■ TASK ■
Show every line of the data that contains the string "mottled".
[Opening MATERIAL SUPPLIED section]
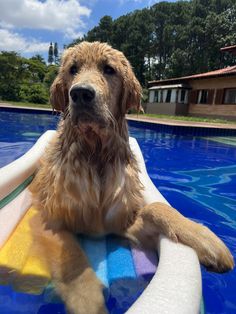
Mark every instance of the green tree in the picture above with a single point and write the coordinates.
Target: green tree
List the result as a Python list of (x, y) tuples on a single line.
[(55, 53)]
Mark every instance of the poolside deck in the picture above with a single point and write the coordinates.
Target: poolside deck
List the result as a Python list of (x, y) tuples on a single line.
[(163, 121), (172, 122)]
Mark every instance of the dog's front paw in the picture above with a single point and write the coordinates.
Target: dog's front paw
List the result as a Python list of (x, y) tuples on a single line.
[(211, 251), (84, 295)]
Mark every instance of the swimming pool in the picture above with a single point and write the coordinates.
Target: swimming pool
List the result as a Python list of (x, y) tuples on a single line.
[(195, 174)]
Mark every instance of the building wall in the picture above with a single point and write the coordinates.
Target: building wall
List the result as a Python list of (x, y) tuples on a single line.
[(161, 108), (215, 108)]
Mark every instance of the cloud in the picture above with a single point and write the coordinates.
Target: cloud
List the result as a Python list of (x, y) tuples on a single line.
[(11, 41), (65, 16)]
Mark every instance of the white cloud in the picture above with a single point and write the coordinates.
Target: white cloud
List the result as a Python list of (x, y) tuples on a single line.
[(11, 41), (65, 16)]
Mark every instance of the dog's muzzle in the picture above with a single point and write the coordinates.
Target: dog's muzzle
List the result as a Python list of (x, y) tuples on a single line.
[(83, 95)]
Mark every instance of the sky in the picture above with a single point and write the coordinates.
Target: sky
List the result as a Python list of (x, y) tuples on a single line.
[(28, 26)]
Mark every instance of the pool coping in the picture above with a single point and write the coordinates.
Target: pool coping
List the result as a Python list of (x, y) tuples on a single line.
[(171, 122), (142, 119)]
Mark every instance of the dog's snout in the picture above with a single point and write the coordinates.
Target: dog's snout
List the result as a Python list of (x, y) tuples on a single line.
[(82, 94)]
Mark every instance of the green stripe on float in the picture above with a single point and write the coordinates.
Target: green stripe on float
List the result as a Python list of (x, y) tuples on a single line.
[(7, 199)]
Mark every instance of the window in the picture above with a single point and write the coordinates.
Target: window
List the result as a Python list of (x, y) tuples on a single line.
[(230, 96), (168, 95), (202, 96), (182, 95), (157, 96)]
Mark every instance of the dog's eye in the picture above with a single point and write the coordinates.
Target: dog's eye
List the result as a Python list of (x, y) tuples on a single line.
[(73, 69), (108, 70)]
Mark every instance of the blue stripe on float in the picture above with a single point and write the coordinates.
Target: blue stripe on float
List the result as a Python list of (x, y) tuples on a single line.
[(119, 259), (96, 252)]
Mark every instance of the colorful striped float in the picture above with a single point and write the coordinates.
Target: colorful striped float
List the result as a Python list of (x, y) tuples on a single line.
[(134, 280)]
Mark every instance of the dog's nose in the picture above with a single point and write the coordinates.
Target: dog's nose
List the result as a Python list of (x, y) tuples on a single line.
[(82, 94)]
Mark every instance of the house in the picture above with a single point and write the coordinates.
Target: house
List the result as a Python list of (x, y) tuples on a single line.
[(206, 94)]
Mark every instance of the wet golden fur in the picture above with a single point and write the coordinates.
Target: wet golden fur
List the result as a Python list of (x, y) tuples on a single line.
[(88, 182)]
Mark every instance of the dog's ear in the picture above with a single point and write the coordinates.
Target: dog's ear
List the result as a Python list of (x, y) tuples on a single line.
[(132, 91), (58, 94)]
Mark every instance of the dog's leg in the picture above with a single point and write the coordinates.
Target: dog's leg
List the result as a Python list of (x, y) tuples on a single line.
[(74, 279), (159, 218)]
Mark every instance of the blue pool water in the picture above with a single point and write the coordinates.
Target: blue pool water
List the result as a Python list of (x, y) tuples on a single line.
[(195, 174)]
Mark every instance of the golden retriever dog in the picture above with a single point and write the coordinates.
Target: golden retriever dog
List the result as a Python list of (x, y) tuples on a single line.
[(88, 182)]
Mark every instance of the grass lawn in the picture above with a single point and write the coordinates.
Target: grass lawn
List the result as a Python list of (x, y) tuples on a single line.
[(161, 116), (186, 118)]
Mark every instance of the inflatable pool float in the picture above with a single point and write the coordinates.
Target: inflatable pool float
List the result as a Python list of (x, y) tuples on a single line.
[(134, 280)]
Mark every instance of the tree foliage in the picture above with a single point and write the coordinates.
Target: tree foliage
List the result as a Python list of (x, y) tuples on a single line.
[(24, 79), (172, 39)]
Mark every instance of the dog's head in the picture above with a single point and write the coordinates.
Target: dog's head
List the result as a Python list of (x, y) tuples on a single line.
[(96, 85)]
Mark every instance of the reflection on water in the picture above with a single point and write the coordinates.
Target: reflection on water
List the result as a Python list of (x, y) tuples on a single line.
[(198, 177)]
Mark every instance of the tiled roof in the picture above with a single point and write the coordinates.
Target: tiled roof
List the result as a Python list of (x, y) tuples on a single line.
[(228, 48), (220, 72)]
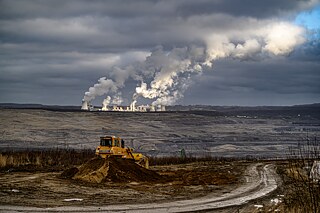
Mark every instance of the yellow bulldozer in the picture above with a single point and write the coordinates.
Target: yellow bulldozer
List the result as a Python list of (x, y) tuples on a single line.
[(111, 146)]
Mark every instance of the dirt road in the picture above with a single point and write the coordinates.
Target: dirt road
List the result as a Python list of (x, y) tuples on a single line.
[(260, 180)]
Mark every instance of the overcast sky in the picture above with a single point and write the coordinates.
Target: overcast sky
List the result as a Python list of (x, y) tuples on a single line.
[(230, 52)]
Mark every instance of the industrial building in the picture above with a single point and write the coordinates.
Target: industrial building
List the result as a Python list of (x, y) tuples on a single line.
[(86, 106)]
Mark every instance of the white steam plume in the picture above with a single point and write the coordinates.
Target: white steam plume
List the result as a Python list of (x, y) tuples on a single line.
[(164, 76)]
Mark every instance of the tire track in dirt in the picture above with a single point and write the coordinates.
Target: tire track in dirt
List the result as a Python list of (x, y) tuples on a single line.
[(260, 181)]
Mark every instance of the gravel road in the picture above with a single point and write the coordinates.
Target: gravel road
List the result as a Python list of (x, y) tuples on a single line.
[(260, 181)]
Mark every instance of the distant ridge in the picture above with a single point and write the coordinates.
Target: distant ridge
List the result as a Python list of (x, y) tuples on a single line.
[(39, 106), (314, 107)]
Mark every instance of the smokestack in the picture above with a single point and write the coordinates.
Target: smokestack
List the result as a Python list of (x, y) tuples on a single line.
[(133, 106), (105, 103), (84, 105)]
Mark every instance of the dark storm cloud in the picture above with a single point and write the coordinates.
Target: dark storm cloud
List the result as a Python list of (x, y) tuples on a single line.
[(60, 48), (139, 8)]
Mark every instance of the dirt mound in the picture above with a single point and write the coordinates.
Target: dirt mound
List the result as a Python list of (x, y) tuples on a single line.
[(98, 170)]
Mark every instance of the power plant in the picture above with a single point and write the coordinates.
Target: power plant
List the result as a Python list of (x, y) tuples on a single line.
[(87, 106)]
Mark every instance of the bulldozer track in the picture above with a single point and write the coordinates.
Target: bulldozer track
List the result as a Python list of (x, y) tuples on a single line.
[(260, 180)]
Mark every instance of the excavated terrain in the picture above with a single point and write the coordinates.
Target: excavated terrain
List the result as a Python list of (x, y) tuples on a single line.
[(99, 170), (105, 182)]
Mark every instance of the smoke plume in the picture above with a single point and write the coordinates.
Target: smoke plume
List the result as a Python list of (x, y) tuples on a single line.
[(164, 76)]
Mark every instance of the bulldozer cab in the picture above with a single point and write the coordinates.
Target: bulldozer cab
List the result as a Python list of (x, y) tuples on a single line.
[(111, 142)]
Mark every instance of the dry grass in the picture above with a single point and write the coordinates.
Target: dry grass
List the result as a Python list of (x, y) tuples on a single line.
[(49, 160)]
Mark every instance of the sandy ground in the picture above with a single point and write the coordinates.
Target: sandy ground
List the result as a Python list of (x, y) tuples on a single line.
[(187, 181), (157, 134), (45, 192)]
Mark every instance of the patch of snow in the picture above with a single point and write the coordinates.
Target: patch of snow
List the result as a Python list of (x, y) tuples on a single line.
[(276, 201), (73, 199)]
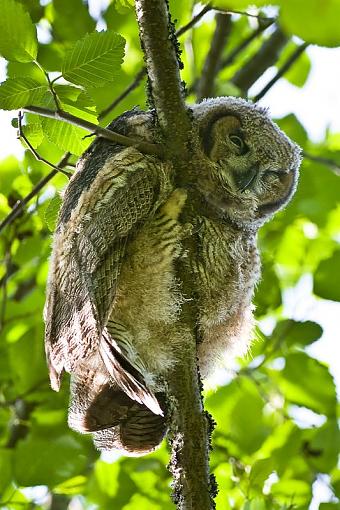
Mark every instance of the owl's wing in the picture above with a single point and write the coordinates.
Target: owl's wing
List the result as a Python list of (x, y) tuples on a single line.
[(103, 205)]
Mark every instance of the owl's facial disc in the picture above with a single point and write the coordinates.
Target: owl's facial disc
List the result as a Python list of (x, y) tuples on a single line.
[(248, 180)]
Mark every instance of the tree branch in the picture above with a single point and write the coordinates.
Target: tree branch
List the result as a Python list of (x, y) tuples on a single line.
[(188, 428), (285, 67), (259, 63), (147, 148), (140, 75), (212, 62), (19, 206), (163, 72)]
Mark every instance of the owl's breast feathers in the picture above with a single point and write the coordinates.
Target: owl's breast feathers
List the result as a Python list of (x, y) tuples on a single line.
[(89, 248)]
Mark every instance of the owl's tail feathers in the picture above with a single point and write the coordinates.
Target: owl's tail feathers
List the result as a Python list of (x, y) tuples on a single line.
[(140, 433), (116, 420), (127, 376)]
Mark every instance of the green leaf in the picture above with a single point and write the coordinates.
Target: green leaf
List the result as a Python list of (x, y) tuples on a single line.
[(66, 136), (329, 506), (296, 333), (33, 131), (255, 504), (18, 92), (323, 446), (5, 468), (95, 59), (303, 19), (18, 39), (239, 4), (307, 382), (70, 20), (260, 471), (327, 278), (41, 461), (268, 293), (293, 128), (292, 492)]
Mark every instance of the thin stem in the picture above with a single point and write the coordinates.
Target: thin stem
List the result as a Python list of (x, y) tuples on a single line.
[(34, 152), (19, 206), (258, 63), (333, 165), (148, 148), (243, 13), (285, 67), (194, 20), (244, 44), (139, 77), (50, 85)]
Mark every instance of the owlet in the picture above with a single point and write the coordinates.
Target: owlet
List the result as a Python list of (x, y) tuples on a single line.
[(113, 299)]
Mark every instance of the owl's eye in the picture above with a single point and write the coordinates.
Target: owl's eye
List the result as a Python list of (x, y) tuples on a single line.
[(239, 143), (274, 174)]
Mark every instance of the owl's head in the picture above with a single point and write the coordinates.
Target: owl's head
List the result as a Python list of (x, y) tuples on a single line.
[(250, 167)]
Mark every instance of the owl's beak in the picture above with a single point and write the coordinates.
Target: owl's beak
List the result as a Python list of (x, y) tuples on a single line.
[(244, 180)]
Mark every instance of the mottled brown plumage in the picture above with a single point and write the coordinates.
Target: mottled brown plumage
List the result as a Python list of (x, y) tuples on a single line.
[(113, 299)]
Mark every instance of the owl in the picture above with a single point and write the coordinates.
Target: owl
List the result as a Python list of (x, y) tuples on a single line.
[(113, 298)]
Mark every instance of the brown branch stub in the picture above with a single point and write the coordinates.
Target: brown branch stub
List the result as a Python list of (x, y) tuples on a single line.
[(20, 205), (147, 148), (35, 153)]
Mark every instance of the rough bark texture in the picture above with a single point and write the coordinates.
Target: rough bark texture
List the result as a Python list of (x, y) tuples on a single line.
[Closing MATERIAL SUPPLIED section]
■ WRITTEN RESPONSE ■
Mark every instance of the mottled brown plumage in the picture above with a single point and write the coordinates.
Target: mottled brown plumage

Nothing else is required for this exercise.